▶ Task goal:
Identify each row below that contains the word "photo" and copy every such row in full. Case matters, so count only matches with identical capitalization.

▶ Supplied data:
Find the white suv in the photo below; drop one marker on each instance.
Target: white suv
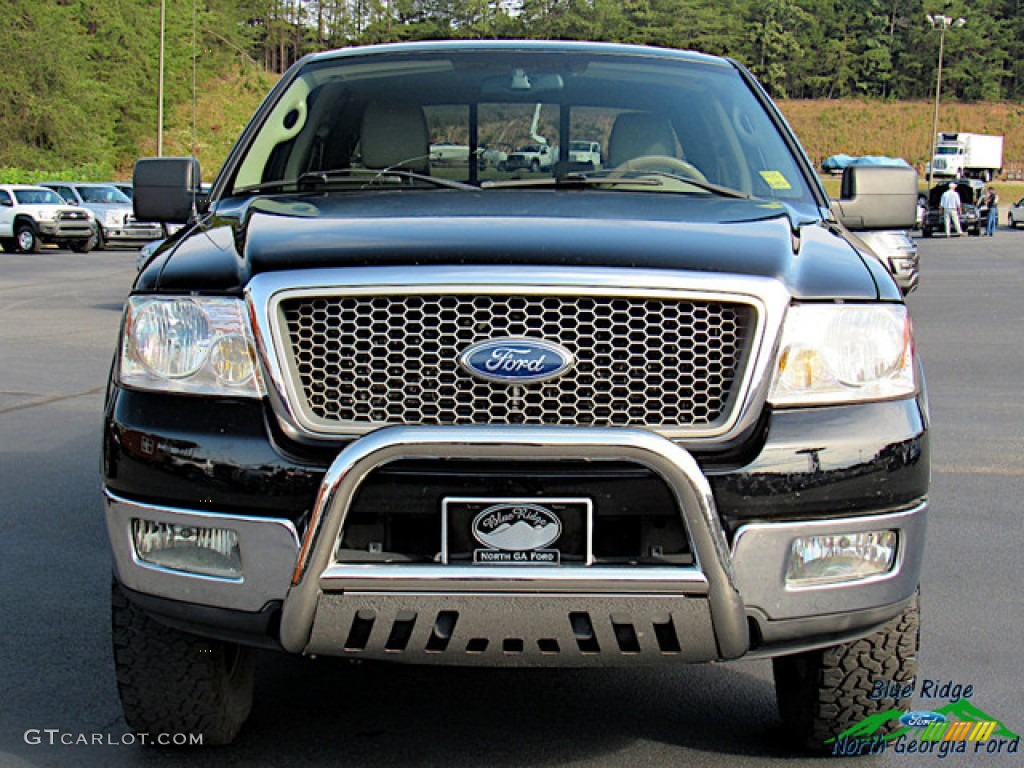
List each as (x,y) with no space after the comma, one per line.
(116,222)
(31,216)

...

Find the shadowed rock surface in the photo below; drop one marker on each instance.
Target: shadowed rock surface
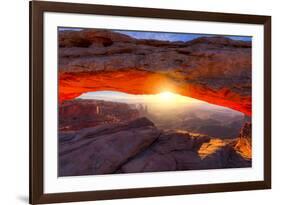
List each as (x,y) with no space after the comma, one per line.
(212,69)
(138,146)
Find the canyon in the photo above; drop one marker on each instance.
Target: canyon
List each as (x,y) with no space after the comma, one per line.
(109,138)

* * *

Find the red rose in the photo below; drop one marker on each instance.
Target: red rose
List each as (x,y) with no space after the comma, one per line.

▶ Solution to the exercise:
Find the white suv in the photo below; drop one marker on each instance.
Find the shadowed rock surface in the photo below; drop one marker on each instance.
Find the canyon in the photo above; drop one marker on each instance.
Find the red rose in the photo below; drop one marker on each instance.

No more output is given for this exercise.